-- 抜粋 --
- - - -

2009年7月17日

インフルエンザパンデミック (H1N1)2009 症例数報告停止

● インフルエンザパンデミック (H1N1)2009
PRO/AH/EDR> Influenza pandemic (H1N1) 2009 (06): case reporting 20090717.2553
 情報源: canoe.ca Health, The Canadian Press、2009年7月16日
WHO tells countries with established swine flu outbreaks to stop counting cases 
各国は豚インフルエンザ感染拡大の追跡方法を変更する必要があると、16日WHO本部が述べた。個別の確定患者数をカウントすることにもはや有用な目的はないとしている。このようなサーベイランスへの資源集中は、すでにアウトブレイクが起きてしまった時点で不要となり、個々の症例ごとのカウントに費やされる労力は長続きしないと声明の中で述べられている。これに代わるものとして WHO は各国に対して、"unusual events" の兆候に注意するよう呼びかけている -- パンデミックウイルスが変化したことを示すと考えられる、重症度や拡大のパターンの変化を示唆する指標となる。多くの国々で感染者数の増加が見られ、コミュニティ内での感染伝播が続く中、各国にとって検査結果を元にした感染者の確定は不可能ではないかもしれないが、非常に困難を伴っていると WHO は述べた。さらに個々の症例数を数え上げることは、パンデミックウイルスによるリスクのレベルや性質をモニターしたり、適切な対応策実施の指標としたりする上で、もはや重要ではなくなっている、と説明した。WHO は先週、すでにアウトブレイクとなったことから各国に変化を要請するとの意向をほのめかしていた。そして 16日、カナダの公衆衛生当局者のトップは今後のカナダの報告方針と同じと述べた。我々が見てきたのは常に総インフルエンザ患者数のうちの数%でしかなかったし、患者数が増えるほどさらに (実数との) 関連性が薄くなっているとした上で、公衆衛生学的見地からすると、本当に大事なことは、重大な出来事を見逃さないようにすることと答えた。

- - - -

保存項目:
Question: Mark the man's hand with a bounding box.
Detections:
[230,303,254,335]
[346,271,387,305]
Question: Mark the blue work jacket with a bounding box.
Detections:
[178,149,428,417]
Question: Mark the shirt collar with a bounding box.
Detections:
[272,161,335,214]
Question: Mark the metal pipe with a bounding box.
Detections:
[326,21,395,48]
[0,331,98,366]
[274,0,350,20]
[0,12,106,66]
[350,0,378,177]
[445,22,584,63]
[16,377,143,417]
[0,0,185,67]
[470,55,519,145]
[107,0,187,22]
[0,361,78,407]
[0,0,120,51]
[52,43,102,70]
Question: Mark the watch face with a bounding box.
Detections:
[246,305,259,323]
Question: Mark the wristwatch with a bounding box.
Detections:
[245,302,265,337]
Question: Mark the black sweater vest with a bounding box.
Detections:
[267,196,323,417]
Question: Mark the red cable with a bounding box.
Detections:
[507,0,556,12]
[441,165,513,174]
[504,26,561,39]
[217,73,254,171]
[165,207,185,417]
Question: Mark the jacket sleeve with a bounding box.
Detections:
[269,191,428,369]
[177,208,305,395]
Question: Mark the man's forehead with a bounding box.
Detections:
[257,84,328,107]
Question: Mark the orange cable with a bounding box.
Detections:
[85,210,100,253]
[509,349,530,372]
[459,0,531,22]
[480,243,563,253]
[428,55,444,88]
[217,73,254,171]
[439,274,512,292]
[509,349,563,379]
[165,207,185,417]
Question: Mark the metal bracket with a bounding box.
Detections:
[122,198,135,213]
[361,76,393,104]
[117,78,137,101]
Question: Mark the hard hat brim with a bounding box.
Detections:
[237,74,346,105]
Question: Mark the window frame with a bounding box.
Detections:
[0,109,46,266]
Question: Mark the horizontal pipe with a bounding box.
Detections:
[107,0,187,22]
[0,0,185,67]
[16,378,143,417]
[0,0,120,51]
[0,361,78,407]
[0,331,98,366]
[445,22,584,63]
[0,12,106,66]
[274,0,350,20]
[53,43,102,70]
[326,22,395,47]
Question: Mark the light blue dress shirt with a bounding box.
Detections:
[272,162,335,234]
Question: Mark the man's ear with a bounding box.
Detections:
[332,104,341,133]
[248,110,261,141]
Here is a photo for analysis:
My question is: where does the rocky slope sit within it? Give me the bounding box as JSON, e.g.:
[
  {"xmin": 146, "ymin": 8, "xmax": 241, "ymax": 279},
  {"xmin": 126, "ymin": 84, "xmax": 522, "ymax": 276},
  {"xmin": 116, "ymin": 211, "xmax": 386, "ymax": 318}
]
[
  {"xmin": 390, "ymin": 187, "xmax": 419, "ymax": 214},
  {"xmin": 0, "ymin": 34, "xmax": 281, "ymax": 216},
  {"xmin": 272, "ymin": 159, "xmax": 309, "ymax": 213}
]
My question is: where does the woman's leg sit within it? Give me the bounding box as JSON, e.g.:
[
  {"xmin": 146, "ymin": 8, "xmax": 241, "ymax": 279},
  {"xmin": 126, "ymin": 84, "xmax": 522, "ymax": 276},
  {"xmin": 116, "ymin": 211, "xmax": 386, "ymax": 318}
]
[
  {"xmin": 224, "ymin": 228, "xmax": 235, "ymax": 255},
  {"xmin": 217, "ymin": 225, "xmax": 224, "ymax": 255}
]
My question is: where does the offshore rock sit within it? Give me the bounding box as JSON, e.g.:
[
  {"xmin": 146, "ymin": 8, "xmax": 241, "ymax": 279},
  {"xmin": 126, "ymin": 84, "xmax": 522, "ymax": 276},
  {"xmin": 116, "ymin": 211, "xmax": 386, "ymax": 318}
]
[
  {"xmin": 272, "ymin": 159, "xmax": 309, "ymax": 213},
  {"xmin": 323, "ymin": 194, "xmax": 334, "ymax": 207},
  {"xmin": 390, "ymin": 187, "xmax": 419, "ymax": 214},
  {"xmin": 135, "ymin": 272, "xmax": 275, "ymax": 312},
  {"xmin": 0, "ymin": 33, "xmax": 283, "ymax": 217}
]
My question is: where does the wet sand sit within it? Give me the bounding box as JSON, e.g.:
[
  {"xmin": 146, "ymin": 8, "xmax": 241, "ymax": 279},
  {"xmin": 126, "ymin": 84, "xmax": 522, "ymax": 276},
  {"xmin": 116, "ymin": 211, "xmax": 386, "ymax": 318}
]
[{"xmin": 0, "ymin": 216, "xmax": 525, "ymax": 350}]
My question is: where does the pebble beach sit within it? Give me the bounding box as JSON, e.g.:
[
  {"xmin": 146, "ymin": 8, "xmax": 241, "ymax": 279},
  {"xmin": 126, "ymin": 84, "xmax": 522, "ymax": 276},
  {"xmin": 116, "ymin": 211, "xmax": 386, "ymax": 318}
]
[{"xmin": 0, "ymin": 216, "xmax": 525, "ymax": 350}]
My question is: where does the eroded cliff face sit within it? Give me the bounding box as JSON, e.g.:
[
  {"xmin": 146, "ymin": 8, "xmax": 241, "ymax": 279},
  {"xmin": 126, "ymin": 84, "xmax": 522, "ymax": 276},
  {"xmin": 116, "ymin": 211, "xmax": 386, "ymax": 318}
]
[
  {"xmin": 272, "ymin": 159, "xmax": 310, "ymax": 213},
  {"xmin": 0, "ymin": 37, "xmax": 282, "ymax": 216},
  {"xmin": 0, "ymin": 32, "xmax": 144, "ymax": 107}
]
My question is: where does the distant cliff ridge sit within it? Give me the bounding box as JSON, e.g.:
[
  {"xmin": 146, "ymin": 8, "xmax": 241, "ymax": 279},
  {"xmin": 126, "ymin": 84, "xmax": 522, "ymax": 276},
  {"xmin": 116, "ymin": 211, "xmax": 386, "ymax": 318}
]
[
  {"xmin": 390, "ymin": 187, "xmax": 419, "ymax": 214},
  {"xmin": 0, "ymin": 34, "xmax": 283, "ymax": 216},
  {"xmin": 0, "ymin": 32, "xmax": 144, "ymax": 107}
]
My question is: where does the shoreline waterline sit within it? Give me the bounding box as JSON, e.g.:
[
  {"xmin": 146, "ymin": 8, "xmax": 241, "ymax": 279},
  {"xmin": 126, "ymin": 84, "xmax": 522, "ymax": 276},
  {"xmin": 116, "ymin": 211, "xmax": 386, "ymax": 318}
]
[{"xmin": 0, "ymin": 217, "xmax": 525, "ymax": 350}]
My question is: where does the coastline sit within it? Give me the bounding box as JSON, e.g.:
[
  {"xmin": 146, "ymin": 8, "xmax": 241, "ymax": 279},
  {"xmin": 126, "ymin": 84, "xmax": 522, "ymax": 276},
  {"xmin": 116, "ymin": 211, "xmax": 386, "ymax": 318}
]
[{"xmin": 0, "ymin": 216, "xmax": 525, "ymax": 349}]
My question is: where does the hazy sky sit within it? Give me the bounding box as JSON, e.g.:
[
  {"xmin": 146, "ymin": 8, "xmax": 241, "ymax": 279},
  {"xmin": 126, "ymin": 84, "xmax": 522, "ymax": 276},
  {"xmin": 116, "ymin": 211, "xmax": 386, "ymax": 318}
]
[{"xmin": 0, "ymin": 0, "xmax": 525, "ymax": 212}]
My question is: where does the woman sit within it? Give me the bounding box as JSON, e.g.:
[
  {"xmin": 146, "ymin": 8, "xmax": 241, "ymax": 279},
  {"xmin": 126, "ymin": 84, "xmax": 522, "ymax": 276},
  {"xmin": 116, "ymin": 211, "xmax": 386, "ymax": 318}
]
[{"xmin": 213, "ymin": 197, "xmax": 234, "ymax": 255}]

- - - -

-- 課題 1 --
H1N1の症例数報告停止に関する抜粋について、次の問いに答えてください。
(a) 情報源として挙げられている媒体名は何ですか。
(b) WHOは個別の症例のカウントに代わり、各国に何の兆候に注意するよう呼びかけましたか。
(c) カナダの公衆衛生当局者のトップは、公衆衛生学的見地から本当に大事なことは何だと答えましたか。
-- 課題 2 --
H1N1の症例数報告停止に関する記事を、最後の文の後から書き進めてください。

-- 解答 1 --
(a) canoe.ca Health, The Canadian Press です。
(b) "unusual events" の兆候です。
(c) 重大な出来事を見逃さないようにすることです。

-- 解答 2 --
[Ref. WHO Pandemic (H1N1) 2009 briefing note 3 (revised) 16 Jul 2009 英国はすでにカウントしていない] 
[Mod.CP- CIDRAP News of 16 Jul 2009 によると、米 CDCの報道官は WHOの症例報告方針の転換は予想されていたことで、WHOと CDCは以前から検査で確定された患者数は新型H1N1ウイルスに現在または過去に感染した真の患者数の氷山の一角に過ぎない点を強調していた。詳細な症例数のカウントは、感染拡大初期にはその特徴を捉えるために必要であったが、ウイルスの拡大が広範囲となり秋には更なる増加の可能性が懸念される現在、"詳細な症例数の計算はすでに不要であり、真の感染状況を示すものではないことから、その必要性が失われた" と述べられている。CDC も確定患者数を重要視しない方向にシフトすると思われるが、拡大はしないものの今後も継続し、パンデミックの健康へのインパクトと疾患の重症度の指標としてサーベイランスを行っていくと述べられている。リスクコミュニケーションの専門家は、新型インフルエンザ A(H1N1)の感染流行初期に WHOは各国に,確定患者数の経過を報告し、コミュニティでの感染伝播状況を把握することを求めていたが、症例数計算の有用性はまもなくその価値を失っていった。問題点は、確定患者数とそれと同時に発表される死者数が強調されることで、市民やそして政府関係者や公衆衛生当局者の一部までもが致死率の高いと思わされてしまうことであると述べた。いつかは H1N1パンデミックウイルスの致死性が高まると思われるが、米国でパンデミックにより死亡した患者者の数と、CDC が計算したこれまでの感染者数を比較すると、季節性インフルエンザよりパンデミックの致死率の方が低くなっている。しかし市民は、確定患者数と死者数を比較し、パンデミックの致死性がずっと高いものと感じてしまっている]

● 鳥インフルエンザ、ヒト 中国 訂正
PRO/AH/EDR> Avian influenza, human (105): China (HN, GX) correction 20090717.2550 
20090716.2534 に関して。
報告の内容は、2008年2月の WHO と ProMED 20080225.0758 で報告された症例に関するものであった。お詫びしたい。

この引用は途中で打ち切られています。